● **PETITE TÂCHE**:
Recopie mot pour mot un morceau du texte sur la lente maturation d'un livre : pars des mots « Je suis dans » et arrête-toi après « finit par écœurer. ».

● **PASSAGE DU TEXTE**:
^^^^^^^^^^^^^^^^
Je suis dans les dernières lignes du livre qui huit mois
durant a rempli ma vie[1], jour et nuit. Arrivé à un moment où on en a assez du
travail, il ennuie et finit par écœurer.
Et cette nuit je trouve dans un tiroir les
premières esquisses de ce travail : une pièce en un acte[2] il y a dix-neuf
ans – écrite à Berlin, à l’époque je ne parlais bien ni hongrois, ni allemand –
et quelques feuillets arrachés à un bloc-notes il y a huit ans, datées de
Londres. Les deux fragments tournent autour du même thème : la matière de
mon livre, matière que je couche maintenant enfin sur le papier après dix-neuf
ans dans un cas et huit dans l’autre de préparation et de temporisation. Ces
notes et essais étaient complètement oubliés pendant le travail ; au
moment de l’exécution le thème me semblait tout neuf, il m’a emballé, fasciné ;
maintenant je vois que je m'étais déjà mis minutieusement à cette matière il y a
dix-neuf ans et que je m’étais fait des notes là-dessus il y a huit ans, pourtant je
reculais alors sans cesse devant parce que je n’étais pas sûr de mon affaire. Jusqu’à
ce que, après vingt ans de délai de démarrage, un jour, quand l’incubation a
été terminée, j’ai commencé à écrire dans une sorte d’acte forcé. L’incubation,
le temps de maturation ne se laisse pas raccourcir. L’écrivain ne pouvait pas
écrire son œuvre un seul jour avant que le thème soit complètement arrivé à
maturité. Un être humain nécessite neuf mois, un éléphant un an et demi, un
livre demande parfois vingt ou quarante ans. Il ne faut pas, on ne peut
d’ailleurs pas se hâter, il faut attendre, être à l’affut. Le livre se développe
en nous.
^^^^^^^^^^^^^^^^
● **ITEMS EXTRAITS**:

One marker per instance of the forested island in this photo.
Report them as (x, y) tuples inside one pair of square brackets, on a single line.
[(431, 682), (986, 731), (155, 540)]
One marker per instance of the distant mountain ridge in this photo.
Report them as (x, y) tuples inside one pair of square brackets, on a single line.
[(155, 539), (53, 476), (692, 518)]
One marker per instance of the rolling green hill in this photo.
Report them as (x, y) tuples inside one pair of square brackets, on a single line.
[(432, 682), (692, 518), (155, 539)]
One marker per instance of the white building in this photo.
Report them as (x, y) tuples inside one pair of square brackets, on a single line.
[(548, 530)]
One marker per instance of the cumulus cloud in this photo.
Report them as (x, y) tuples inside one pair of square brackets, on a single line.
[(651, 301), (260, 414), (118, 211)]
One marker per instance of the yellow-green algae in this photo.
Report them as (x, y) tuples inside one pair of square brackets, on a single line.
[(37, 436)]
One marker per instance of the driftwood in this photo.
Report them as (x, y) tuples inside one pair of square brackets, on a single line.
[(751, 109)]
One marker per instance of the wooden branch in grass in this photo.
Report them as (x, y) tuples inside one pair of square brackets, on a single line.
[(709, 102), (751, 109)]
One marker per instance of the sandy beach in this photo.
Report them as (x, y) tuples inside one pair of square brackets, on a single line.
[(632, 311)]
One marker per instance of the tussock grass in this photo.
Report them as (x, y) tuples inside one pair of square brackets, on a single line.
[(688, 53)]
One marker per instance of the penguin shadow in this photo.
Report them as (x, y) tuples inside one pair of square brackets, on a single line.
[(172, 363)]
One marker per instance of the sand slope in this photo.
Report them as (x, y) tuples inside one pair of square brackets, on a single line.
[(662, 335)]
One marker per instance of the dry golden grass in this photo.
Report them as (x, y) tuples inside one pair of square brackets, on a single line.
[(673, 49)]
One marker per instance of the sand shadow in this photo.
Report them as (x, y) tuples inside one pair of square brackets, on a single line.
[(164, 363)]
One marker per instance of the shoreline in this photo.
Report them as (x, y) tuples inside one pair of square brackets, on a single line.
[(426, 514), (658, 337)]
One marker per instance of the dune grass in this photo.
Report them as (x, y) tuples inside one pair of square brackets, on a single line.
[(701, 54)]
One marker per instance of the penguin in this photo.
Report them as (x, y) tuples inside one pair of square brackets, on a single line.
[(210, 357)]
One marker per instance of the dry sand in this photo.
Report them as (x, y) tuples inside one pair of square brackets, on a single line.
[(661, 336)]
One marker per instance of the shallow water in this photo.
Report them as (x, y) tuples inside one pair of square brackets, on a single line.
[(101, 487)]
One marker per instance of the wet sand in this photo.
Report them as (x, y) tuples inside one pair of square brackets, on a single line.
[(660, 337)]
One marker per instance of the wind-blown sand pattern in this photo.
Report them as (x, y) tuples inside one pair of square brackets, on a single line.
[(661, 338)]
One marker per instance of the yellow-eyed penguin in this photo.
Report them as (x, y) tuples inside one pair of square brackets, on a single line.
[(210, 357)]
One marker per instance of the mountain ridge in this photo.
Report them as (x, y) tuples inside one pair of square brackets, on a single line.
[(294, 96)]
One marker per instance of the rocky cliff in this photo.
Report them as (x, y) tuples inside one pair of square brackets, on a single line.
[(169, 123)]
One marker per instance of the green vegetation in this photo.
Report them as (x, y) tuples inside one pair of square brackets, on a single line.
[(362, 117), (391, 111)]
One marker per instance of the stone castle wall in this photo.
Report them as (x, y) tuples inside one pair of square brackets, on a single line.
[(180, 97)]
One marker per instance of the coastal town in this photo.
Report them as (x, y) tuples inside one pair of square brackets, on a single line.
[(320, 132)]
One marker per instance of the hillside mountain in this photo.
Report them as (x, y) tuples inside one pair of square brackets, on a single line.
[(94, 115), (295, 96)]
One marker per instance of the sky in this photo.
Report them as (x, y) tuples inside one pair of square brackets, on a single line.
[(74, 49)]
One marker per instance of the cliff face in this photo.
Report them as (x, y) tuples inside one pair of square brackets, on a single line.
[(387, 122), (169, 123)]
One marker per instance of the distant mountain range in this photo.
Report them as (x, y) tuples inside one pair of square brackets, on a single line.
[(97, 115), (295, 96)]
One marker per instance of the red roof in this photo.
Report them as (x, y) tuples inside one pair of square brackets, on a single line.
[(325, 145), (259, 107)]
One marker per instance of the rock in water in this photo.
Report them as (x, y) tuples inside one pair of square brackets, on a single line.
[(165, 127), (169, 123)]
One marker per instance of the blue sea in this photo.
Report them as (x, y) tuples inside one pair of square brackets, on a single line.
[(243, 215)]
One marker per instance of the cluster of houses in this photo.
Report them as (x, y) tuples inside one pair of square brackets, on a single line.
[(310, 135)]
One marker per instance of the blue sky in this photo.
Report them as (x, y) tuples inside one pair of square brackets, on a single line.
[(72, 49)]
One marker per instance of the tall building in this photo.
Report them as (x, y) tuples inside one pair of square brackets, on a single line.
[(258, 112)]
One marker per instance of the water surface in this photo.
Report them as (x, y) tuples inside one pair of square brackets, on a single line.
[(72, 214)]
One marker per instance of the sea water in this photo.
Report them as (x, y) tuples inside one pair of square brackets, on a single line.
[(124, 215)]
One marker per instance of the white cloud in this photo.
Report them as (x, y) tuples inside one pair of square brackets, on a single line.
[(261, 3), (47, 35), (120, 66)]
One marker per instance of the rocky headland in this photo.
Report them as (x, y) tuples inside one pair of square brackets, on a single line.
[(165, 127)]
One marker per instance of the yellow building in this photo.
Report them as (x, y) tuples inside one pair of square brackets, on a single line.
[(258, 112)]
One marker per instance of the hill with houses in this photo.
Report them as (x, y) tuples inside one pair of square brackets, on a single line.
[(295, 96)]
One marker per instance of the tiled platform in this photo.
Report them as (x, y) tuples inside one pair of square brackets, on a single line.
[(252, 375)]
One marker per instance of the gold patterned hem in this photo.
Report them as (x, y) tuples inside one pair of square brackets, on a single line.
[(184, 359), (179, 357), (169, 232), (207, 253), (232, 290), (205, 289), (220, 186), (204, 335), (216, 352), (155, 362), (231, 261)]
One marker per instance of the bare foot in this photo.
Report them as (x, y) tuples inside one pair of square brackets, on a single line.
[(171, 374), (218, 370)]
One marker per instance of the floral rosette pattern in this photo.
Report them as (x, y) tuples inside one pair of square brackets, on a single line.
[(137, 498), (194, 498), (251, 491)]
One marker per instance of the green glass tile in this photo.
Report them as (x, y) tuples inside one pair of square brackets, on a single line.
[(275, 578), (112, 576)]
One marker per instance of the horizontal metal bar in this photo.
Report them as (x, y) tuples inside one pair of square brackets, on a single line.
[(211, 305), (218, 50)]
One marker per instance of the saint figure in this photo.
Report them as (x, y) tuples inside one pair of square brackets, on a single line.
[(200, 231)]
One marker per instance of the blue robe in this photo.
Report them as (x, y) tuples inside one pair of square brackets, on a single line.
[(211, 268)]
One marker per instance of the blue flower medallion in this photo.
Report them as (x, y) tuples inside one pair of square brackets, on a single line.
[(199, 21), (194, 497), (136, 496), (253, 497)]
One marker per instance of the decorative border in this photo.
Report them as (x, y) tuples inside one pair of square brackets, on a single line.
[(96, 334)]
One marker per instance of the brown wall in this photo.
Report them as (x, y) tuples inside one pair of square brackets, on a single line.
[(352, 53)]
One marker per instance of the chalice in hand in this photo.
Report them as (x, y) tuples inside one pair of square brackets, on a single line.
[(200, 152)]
^^^^^^^^^^^^^^^^
● **LE RÉSULTAT**:
Je suis dans les dernières lignes du livre qui huit mois
durant a rempli ma vie[1], jour et nuit. Arrivé à un moment où on en a assez du
travail, il ennuie et finit par écœurer.